[Region pointing data]

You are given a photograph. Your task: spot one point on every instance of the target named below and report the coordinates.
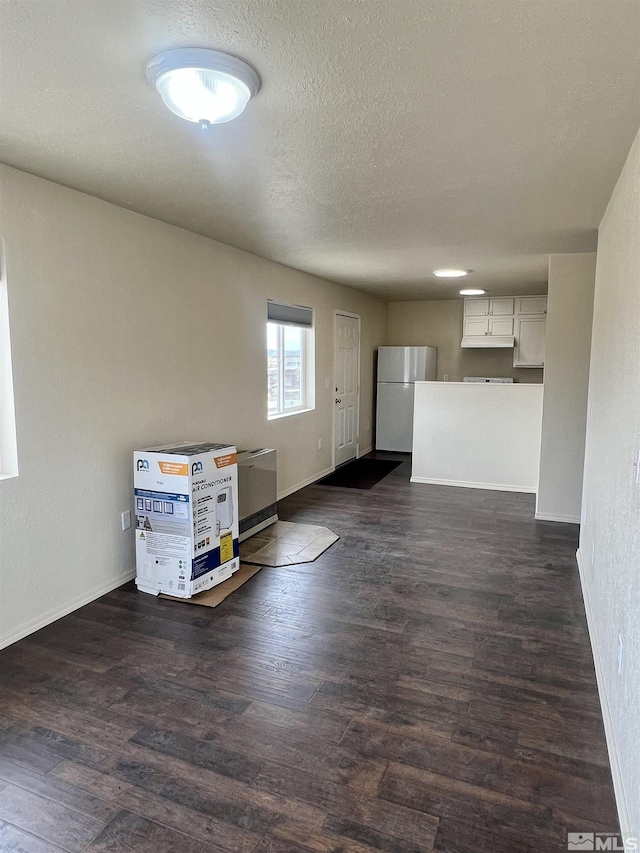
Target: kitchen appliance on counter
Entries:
(257, 490)
(398, 369)
(499, 380)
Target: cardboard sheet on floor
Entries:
(217, 594)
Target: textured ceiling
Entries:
(390, 137)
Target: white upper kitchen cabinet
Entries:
(485, 307)
(530, 338)
(490, 325)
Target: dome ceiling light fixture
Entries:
(203, 86)
(450, 273)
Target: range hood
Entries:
(486, 341)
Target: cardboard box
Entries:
(186, 509)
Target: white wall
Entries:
(475, 435)
(611, 496)
(566, 383)
(438, 323)
(129, 332)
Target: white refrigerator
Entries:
(398, 369)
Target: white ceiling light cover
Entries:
(203, 86)
(450, 273)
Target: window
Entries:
(290, 362)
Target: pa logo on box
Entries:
(581, 841)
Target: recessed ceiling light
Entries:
(450, 273)
(203, 86)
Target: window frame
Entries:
(307, 366)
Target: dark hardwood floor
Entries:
(427, 684)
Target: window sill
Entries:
(290, 414)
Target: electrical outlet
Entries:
(620, 650)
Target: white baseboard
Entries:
(306, 482)
(494, 487)
(616, 773)
(57, 613)
(565, 519)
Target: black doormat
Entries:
(361, 474)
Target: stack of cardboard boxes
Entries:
(186, 504)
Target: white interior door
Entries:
(347, 385)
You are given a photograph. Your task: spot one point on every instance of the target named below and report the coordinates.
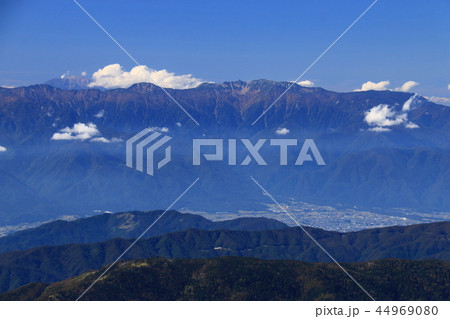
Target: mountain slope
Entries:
(233, 278)
(53, 263)
(125, 225)
(403, 166)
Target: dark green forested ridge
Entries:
(237, 278)
(54, 263)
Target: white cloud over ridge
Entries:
(440, 100)
(79, 131)
(83, 132)
(113, 76)
(369, 86)
(407, 105)
(405, 87)
(383, 115)
(383, 86)
(282, 131)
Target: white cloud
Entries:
(383, 115)
(113, 76)
(440, 100)
(79, 131)
(159, 129)
(383, 86)
(407, 105)
(379, 86)
(411, 125)
(100, 114)
(306, 83)
(282, 131)
(405, 87)
(379, 129)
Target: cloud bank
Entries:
(383, 86)
(113, 76)
(79, 131)
(383, 116)
(405, 87)
(83, 132)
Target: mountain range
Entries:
(128, 225)
(65, 149)
(237, 278)
(263, 239)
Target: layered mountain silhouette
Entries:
(124, 225)
(237, 278)
(53, 263)
(404, 163)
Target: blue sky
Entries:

- _Exercise objective_:
Copy every line of the data where "kitchen" is found.

- _Task response_:
Target: kitchen appliance on counter
Target: white upper kitchen cabinet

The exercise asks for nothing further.